[Exercise aim] Pull out each line of the records that contains the word "flower" and copy those lines.

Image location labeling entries

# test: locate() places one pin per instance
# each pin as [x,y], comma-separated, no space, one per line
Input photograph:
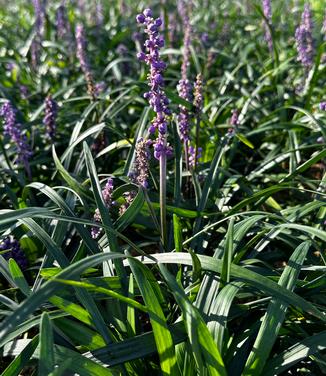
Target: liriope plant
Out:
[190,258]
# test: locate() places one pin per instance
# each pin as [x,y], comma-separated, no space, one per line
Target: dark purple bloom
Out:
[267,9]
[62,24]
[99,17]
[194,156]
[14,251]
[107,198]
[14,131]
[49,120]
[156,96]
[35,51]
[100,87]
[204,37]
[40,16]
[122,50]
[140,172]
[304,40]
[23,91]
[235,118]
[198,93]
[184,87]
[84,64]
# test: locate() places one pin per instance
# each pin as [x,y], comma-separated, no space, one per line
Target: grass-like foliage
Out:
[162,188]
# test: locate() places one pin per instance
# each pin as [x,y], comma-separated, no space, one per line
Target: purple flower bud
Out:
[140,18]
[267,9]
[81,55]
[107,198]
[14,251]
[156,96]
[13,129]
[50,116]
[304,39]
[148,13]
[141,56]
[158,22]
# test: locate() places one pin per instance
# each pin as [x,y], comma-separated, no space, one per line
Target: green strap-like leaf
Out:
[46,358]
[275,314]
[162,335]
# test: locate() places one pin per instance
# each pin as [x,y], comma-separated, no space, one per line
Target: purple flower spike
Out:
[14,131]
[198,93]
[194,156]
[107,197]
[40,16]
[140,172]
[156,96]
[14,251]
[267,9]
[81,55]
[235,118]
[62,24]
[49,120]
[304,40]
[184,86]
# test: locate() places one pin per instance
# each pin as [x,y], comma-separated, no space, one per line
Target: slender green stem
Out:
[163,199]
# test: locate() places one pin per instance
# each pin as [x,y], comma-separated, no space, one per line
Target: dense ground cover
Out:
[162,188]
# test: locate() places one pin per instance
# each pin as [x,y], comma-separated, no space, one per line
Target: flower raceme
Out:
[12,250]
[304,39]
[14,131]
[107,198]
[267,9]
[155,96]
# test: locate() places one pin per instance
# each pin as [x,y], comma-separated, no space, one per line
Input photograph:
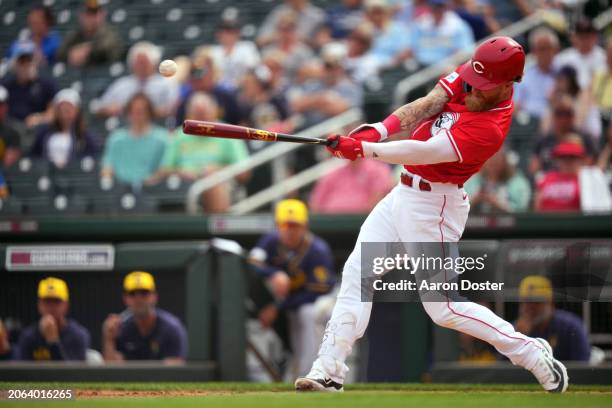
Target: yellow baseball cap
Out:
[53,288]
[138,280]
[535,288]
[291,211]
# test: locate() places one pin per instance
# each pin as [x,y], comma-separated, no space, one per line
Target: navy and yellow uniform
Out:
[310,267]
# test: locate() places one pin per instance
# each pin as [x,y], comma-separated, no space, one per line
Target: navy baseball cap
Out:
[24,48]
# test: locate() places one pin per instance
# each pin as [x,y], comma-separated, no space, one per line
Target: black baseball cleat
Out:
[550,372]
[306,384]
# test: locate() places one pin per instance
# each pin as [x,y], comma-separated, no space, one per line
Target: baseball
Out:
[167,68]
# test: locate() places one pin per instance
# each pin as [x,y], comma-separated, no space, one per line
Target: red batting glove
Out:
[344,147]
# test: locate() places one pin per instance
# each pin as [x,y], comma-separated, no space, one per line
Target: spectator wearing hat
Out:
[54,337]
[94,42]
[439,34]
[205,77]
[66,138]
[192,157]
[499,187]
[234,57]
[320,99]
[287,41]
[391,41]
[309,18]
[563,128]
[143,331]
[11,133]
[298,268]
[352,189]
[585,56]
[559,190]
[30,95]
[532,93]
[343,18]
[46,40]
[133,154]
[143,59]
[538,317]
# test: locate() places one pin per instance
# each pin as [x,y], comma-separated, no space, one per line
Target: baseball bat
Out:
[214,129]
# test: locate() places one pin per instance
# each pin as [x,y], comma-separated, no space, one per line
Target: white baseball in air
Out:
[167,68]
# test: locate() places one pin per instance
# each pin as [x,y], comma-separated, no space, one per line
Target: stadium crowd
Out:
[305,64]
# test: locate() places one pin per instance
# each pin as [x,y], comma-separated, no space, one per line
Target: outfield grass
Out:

[Answer to this exercise]
Target: purple flower bud
Target: purple flower spike
Target: flower raceme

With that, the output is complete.